• **SOAL LATIHAN A**
Ambil setiap baris dari catatan di bawah yang memuat kata "pole".

• **BLOK TEKS**
Kemudian dari total pemilik NPWP tersebut, hanya 16 juta wajib pajak (WP) yang berada di atas kategori penghasilan tidak kena pajak (PTKP). Total 16 juta WP inilah yang setiap tahunnya wajib melaporkan Surat Pemberitahuan (SPT) dan membayar tanggungan pajaknya secara rutin kepada pemerintah.

Namun dari jumlah tersebut lagi-lagi menyusut hanya 11,6 juta WP yang secara disiplin memenuhi kewajiban-kewajiban pajaknya terhadap negara. Sehingga berdasarkan catatan tersebut, tingkat kepatuhan pajak di Indonesia hanya terealisasi mencapai 32,3%.

Karena masih rendahnya tingkat kepatuhan pajak itulah yang seringkali dikambinghitamkan atas kegagalan pemerintah dalam memenuhi target penerimaan pajak serta rendahnya tax ratio pajak terhadap PDB. Namun sisi positifnya upaya ekstentifikasi dan intensifikasi masih sangat terbuka untuk dilakukan pemerintah.

Hasil-hasil dari program tax amnesty yang dilakukan selama periode September 2016 hingga Maret 2017 kemarin juga dapat dijadikan sebagai stimulus untuk menggerakkan proses intensifikasi dan ekstentifikasi perpajakan. Minimal basis data yang dikumpulkan dari program tersebut dapat digunakan sebagai acuan bagi otoritas perpajakan untuk mengejar tingkat kepatuhan pembayaran pajak.

Potensi penerimaan dari pajak pertambahan nilai (PPN) juga akan terus meningkat seiring dengan semakin tertibnya administrasi perdagangan dan aktivitas pencatatan transaksi. Bahkan kabarnya transaksi perdagangan daring atau yang seringkali disebut e-commerce juga tidak luput dari perhatian pemerintah.

Alasannya untuk menciptakan keadilan dengan para pelaku usaha perdagangan konvensional yang selama ini menjadi target pungutan pajak. Peraturan Presiden Nomor 74 tahun 2017 tentang Peta Jalan Sistem Perdagangan Nasional Berbasis Elektronik (Road Map E-Commerce) 2017-2019 akan menjadi langkah awal bagi pemerintah untuk menertibkan ekosistem perekonomian berbasis digital.

(Catatan yang diambil)
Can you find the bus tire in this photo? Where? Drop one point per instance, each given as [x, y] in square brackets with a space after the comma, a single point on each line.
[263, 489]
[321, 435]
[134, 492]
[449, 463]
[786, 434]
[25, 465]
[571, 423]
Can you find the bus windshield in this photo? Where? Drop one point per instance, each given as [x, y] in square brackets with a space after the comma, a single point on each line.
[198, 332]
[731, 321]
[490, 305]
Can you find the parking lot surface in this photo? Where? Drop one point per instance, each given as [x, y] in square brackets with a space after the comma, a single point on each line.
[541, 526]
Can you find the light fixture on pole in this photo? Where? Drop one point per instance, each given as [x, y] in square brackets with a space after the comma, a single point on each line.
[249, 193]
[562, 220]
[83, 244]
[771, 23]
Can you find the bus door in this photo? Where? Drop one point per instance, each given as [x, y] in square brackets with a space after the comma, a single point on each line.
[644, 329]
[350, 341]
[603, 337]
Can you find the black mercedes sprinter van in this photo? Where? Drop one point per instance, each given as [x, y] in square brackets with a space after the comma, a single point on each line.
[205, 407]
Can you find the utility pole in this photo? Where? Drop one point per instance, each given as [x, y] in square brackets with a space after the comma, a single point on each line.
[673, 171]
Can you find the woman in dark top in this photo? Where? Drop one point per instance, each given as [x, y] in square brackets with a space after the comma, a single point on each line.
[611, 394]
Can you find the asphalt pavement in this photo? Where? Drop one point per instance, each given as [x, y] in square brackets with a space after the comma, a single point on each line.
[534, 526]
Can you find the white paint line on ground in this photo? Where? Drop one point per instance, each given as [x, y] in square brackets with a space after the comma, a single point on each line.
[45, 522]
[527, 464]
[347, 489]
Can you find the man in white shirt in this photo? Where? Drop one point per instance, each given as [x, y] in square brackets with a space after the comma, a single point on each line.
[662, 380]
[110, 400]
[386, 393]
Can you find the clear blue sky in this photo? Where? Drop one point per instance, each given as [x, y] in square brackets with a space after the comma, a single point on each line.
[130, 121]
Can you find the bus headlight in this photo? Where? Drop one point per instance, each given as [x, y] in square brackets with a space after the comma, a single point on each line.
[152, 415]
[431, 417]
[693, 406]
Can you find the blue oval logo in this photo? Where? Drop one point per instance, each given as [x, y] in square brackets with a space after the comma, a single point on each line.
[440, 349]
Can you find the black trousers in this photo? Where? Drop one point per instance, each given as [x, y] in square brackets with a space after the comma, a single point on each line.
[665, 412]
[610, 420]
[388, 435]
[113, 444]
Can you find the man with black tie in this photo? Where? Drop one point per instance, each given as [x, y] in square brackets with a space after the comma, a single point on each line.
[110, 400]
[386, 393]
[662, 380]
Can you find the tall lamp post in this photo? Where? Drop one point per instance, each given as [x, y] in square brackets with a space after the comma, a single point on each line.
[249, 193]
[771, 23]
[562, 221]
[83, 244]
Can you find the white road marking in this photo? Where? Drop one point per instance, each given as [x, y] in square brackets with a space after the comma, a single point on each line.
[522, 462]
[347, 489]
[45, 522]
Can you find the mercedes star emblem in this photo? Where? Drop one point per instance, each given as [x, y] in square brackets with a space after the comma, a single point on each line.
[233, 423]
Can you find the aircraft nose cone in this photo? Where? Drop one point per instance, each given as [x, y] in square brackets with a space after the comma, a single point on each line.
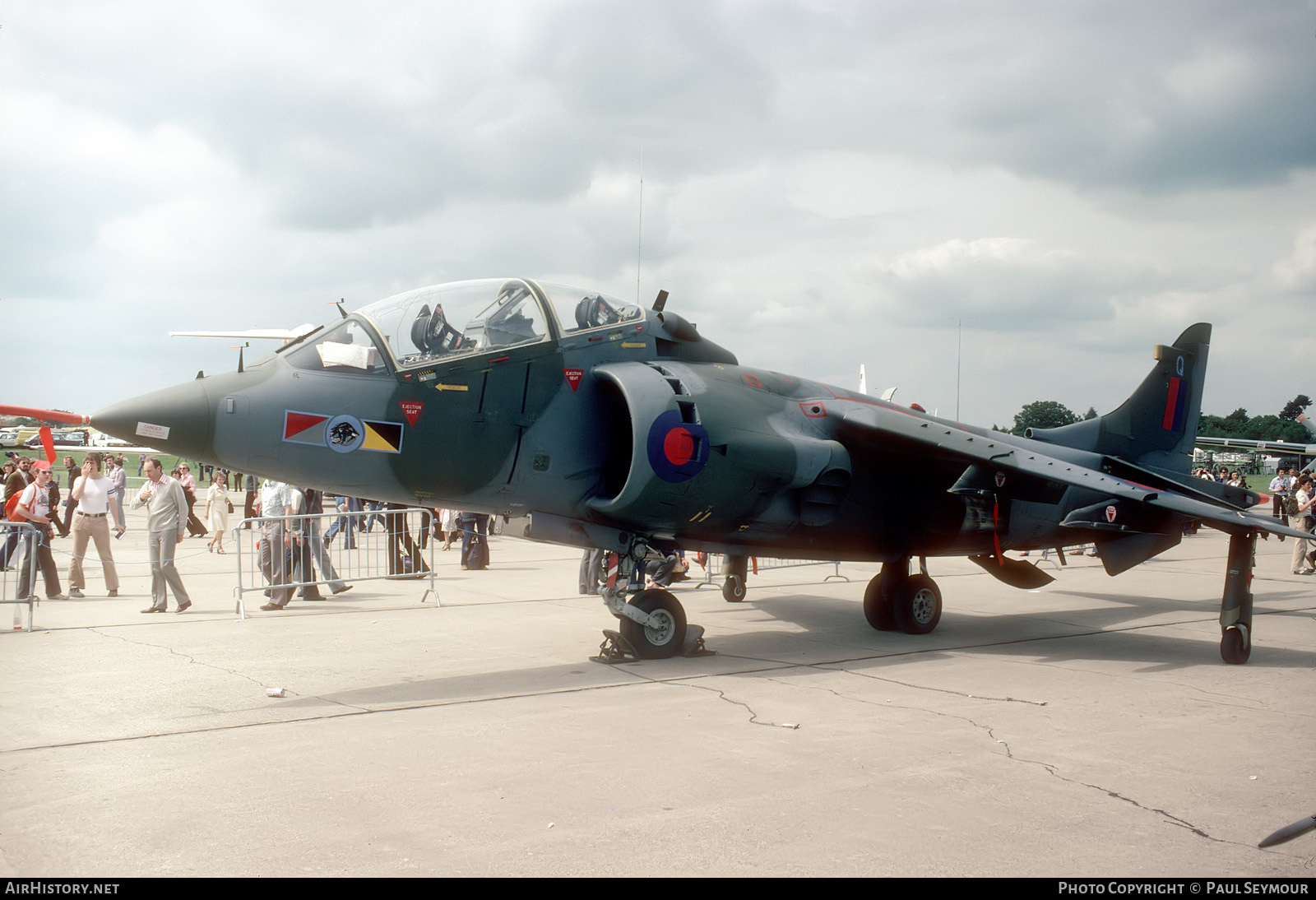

• **SOAL LATIHAN B**
Lanjutkan teks tentang kepatuhan pajak di Indonesia di atas, mulai sesudah kalimat terakhirnya.

• **JAWABAN A**
Can you find the light fixture on pole in this photo? Where? Drop one point per instance, each given as [x, y] in square brackets with a space after the comma, a single point on each line.
Can you find the utility pole in this photo? Where? Drop one point per instance, each given as [x, y] in square brackets with a space after the comma, a single point on each line.

• **JAWABAN B**
Dalam Road Map E-Commerce ini setidaknya mencakup 8 program penting. Yakni pendanaan, perpajakan, perlindungan konsumen, pendidikan dan sumber daya manusia, infrastruktur komunikasi, logistik, keamanan siber (cyber security) dan pembentukan manajemen pelaksana sistem Road Map E-Commerce 2017-2019.

Akan tetapi perlu ada kehatian-hatian dari pemerintah untuk menyusun proses regulasinya karena saat ini pertumbuhan pelaku e-commerce di Indonesia sedang dalam masa yang menjanjikan. Apalagi peminat usaha e-commerce sebagian besar merupakan kalangan muda yang terbawa intuisi untuk selalu kritis dan inovatif. Sehingga proses tarik-ulur kebijakan harus mempertimbangkan dampak yang lebih besar terhadap perekonomian.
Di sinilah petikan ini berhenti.